_EXERCISE OBJECTIVE:_ Starting with the line that holds "Target: cabinet door" and stopping after the line that holds "Target: sky", repeat the lines below word for word, without the pictures.

Image point grounding data:
:::

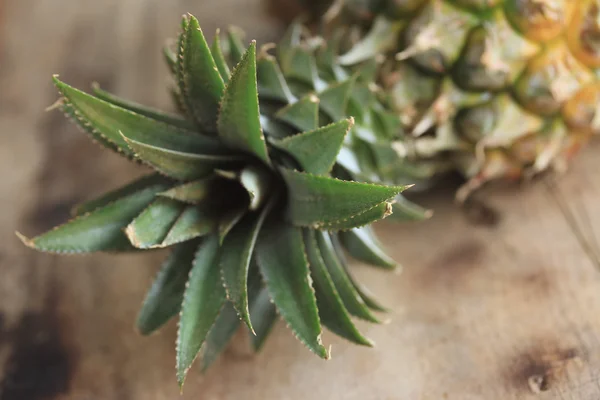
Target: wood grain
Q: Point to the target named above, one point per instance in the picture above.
(504, 312)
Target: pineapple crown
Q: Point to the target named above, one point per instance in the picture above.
(255, 192)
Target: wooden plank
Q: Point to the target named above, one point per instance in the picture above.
(480, 312)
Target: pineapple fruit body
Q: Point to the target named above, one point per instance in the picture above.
(492, 88)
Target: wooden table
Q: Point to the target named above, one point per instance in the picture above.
(504, 312)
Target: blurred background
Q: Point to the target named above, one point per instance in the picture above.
(479, 312)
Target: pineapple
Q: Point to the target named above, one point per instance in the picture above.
(491, 88)
(260, 190)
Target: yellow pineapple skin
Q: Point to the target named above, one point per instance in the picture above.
(504, 88)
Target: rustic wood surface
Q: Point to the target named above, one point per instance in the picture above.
(504, 312)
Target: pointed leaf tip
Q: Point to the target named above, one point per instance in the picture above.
(199, 78)
(239, 119)
(318, 201)
(25, 240)
(317, 150)
(282, 260)
(202, 303)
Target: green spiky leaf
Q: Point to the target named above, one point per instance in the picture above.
(236, 47)
(362, 245)
(201, 83)
(320, 201)
(164, 298)
(181, 165)
(144, 182)
(151, 227)
(202, 302)
(99, 230)
(220, 335)
(193, 192)
(351, 298)
(332, 311)
(317, 150)
(283, 264)
(193, 222)
(237, 250)
(271, 82)
(263, 315)
(105, 122)
(239, 119)
(219, 58)
(151, 113)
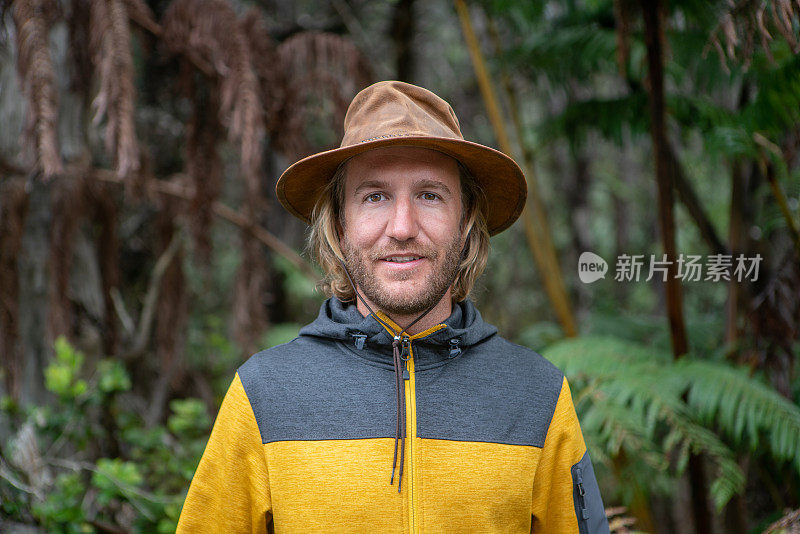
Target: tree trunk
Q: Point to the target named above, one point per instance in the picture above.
(652, 12)
(34, 276)
(402, 33)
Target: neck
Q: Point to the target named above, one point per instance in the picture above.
(437, 315)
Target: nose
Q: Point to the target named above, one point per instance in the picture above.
(403, 221)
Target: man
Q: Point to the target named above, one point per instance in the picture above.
(398, 409)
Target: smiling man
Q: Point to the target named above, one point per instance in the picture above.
(398, 409)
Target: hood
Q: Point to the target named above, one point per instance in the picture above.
(343, 322)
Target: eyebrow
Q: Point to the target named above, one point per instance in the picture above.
(419, 184)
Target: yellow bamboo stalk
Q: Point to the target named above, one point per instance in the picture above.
(534, 218)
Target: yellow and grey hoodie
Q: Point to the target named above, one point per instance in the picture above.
(305, 438)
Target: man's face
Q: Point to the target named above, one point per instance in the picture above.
(401, 234)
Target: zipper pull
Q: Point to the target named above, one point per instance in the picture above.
(405, 354)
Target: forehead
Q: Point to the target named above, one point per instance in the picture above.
(398, 164)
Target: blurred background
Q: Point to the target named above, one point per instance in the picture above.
(144, 256)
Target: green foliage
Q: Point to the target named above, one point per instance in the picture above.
(61, 510)
(90, 413)
(636, 400)
(61, 377)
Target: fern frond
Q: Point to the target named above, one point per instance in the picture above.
(743, 407)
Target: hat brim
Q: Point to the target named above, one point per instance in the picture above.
(498, 175)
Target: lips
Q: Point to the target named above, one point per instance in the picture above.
(401, 259)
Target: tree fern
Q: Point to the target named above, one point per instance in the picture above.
(632, 397)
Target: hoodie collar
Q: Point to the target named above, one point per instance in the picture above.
(343, 322)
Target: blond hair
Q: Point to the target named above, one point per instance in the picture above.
(323, 238)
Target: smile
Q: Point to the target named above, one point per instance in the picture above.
(402, 259)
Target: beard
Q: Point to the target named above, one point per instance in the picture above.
(445, 263)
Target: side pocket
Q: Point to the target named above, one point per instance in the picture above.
(586, 496)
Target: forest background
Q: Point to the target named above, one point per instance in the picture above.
(144, 256)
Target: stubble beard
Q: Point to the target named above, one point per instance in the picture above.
(433, 288)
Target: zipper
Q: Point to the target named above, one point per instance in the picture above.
(411, 421)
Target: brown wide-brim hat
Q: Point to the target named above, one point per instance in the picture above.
(393, 113)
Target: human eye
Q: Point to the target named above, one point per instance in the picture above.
(374, 197)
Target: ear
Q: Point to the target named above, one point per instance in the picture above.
(339, 230)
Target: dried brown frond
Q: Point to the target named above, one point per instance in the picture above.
(38, 81)
(271, 78)
(141, 14)
(208, 33)
(80, 59)
(13, 210)
(746, 21)
(323, 71)
(110, 44)
(204, 167)
(68, 208)
(251, 289)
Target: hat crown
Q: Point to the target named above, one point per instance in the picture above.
(397, 109)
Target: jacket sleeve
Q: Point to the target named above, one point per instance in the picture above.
(566, 497)
(230, 489)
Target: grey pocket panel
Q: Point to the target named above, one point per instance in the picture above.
(586, 495)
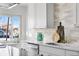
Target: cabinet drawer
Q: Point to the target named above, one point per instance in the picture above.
(72, 53)
(52, 50)
(46, 54)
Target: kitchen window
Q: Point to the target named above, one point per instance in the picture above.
(9, 28)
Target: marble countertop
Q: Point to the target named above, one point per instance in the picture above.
(72, 47)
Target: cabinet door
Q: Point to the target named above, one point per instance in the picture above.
(40, 15)
(42, 53)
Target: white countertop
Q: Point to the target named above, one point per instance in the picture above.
(72, 47)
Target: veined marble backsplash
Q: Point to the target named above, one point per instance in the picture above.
(71, 35)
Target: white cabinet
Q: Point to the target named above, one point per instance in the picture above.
(44, 15)
(77, 14)
(40, 15)
(51, 51)
(50, 15)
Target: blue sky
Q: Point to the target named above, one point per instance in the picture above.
(15, 20)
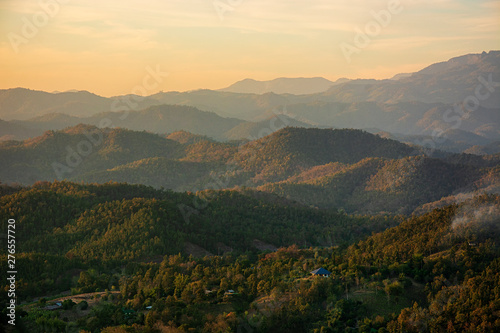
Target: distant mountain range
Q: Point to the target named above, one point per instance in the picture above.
(427, 108)
(350, 169)
(295, 86)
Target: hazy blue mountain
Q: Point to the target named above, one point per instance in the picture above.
(296, 86)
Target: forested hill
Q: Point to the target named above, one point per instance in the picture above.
(128, 222)
(350, 169)
(438, 272)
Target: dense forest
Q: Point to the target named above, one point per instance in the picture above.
(131, 258)
(359, 172)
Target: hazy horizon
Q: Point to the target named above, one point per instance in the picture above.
(106, 48)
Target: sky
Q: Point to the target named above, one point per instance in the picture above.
(112, 47)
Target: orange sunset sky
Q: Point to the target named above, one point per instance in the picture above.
(105, 46)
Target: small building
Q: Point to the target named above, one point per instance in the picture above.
(53, 307)
(229, 292)
(321, 272)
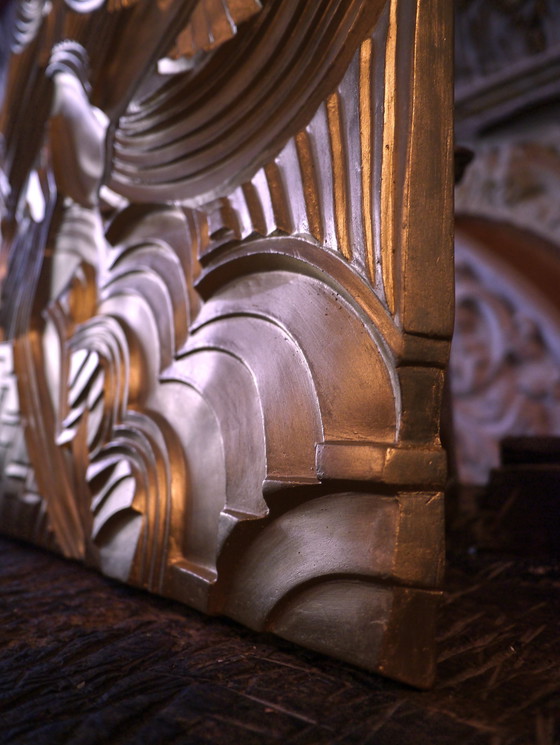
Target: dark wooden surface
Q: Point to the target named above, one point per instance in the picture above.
(84, 660)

:::

_SOLVED EXERCISE:_
Target: cabinet door
Q: Point to the target named above, one point per instance in the picture above.
(40, 15)
(42, 53)
Target: white countertop
Q: Point to the target named above, one point per instance in the picture above.
(72, 47)
Target: veined marble backsplash
Q: Point to the target named above, one point per instance in the picture above.
(71, 35)
Target: white cabinet
Q: Point to the target named above, one point per instance in the picture above.
(44, 15)
(77, 14)
(40, 15)
(51, 51)
(50, 15)
Target: blue sky
Q: Point to the target named above, one point per instance in the picture above.
(15, 20)
Target: distant mountain range
Q: Point to the target named above, one point per instance in the picture above.
(427, 108)
(350, 169)
(295, 86)
Target: hazy blue mountain
Q: Point to the target named above, one point per instance in the picture above.
(296, 86)
Target: forested hill
Q: Point to the target named above, one point per instance in the picture above.
(128, 222)
(350, 169)
(438, 272)
Target: dense forest
Q: Point to the target named above, one point per instance in the picture above.
(131, 258)
(359, 172)
Target: hazy horizon
Q: Point to the target named above, one point per instance in the picture above.
(106, 48)
Target: sky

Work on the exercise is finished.